## Description of the task
Write down every entry below once more, exactly.

## Task data
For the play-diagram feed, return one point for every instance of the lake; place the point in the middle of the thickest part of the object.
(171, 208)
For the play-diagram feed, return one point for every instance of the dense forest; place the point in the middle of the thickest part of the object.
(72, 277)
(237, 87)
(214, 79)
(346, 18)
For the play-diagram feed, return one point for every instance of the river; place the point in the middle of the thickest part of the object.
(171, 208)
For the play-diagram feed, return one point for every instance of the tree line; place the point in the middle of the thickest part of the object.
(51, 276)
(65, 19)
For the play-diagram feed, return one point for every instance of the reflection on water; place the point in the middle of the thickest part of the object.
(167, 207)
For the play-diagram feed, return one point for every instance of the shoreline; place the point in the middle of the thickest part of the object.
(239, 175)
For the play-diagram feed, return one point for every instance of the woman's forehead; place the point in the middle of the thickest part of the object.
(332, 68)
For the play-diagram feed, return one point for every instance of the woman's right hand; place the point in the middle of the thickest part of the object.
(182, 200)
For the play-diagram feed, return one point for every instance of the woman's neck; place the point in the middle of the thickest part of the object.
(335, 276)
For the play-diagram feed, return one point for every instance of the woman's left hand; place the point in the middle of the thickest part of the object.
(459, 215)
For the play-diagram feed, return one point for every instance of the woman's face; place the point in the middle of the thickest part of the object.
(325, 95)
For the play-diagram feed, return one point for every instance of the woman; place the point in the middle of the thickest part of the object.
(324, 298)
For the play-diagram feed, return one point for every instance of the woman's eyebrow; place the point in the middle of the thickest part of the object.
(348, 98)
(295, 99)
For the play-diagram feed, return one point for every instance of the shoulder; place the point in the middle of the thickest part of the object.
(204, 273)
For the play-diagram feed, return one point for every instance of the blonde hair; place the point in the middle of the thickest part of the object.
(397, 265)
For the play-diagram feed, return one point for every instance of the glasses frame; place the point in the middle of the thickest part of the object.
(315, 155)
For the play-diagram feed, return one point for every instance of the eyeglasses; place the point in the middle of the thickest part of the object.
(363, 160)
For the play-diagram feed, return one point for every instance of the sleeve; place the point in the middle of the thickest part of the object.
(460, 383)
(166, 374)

## Answer for this exercise
For the play-diagram feed, return one point for every instance of the lake; place the point in the middle of the thickest part of the object.
(171, 208)
For the play-diagram feed, return one point for every instance of the dense forest; place the point in the middle of the thickest part of the object.
(72, 277)
(237, 87)
(214, 79)
(346, 18)
For the play-diagram feed, return one point for every instance of the river; place the point in the middle of the thickest part of the object.
(171, 208)
For the play-diagram feed, return one point for every instance of the tree line; place the point in the middle of the thickest part of the object.
(51, 276)
(65, 19)
For the play-diagram feed, return one point for every instance of the reflection on water; place the point in the middle of the thickest part of the object.
(167, 207)
For the play-diagram feed, return one point for every instance of the shoreline; place the point in the middle of the thickest part of the object.
(239, 175)
For the play-diagram feed, return one point for every instance of the woman's forehead; place the point in the middle of the thickest part of the object.
(332, 68)
For the play-diagram feed, return one point for every instance of the woman's right hand; place the point in the middle of the thickest part of the object.
(182, 200)
For the play-diagram feed, return one point for every instance of the woman's neck; place the point in the middle of the thickest part of the object.
(335, 276)
For the play-diagram feed, return one point for every instance of the woman's left hand; place the point in the middle of the thickest part of the object.
(459, 215)
For the play-diagram feed, return one point for every instance of the woman's face; place the point in the middle of the thickest part of the object.
(325, 95)
For the play-diagram feed, return one point for every instance of the woman; place the point in the middle of the thickest part of the object.
(324, 298)
For the play-diagram feed, return one point for every instance of the woman's eyebrow; place the point in the middle of the thickest part of the object.
(348, 98)
(295, 99)
For the play-diagram feed, return one point for every instance of the shoulder; place the point in the middle of the thickest part of the object.
(204, 273)
For the play-diagram feed, return one point for every instance of the blonde hair; place the point in the middle of the thickest part of the object.
(397, 265)
For the play-diagram feed, return one point for every instance of the glasses frame; place the point in the middle of the thickest part of the object.
(315, 155)
For the play-diagram feed, return one point for every instance of the eyeglasses; place the point in the middle of the thickest part of the object.
(363, 160)
For the play-diagram feed, return one point for every instance of the sleeve; place the point in the middle of the thickest part of the object.
(460, 383)
(166, 374)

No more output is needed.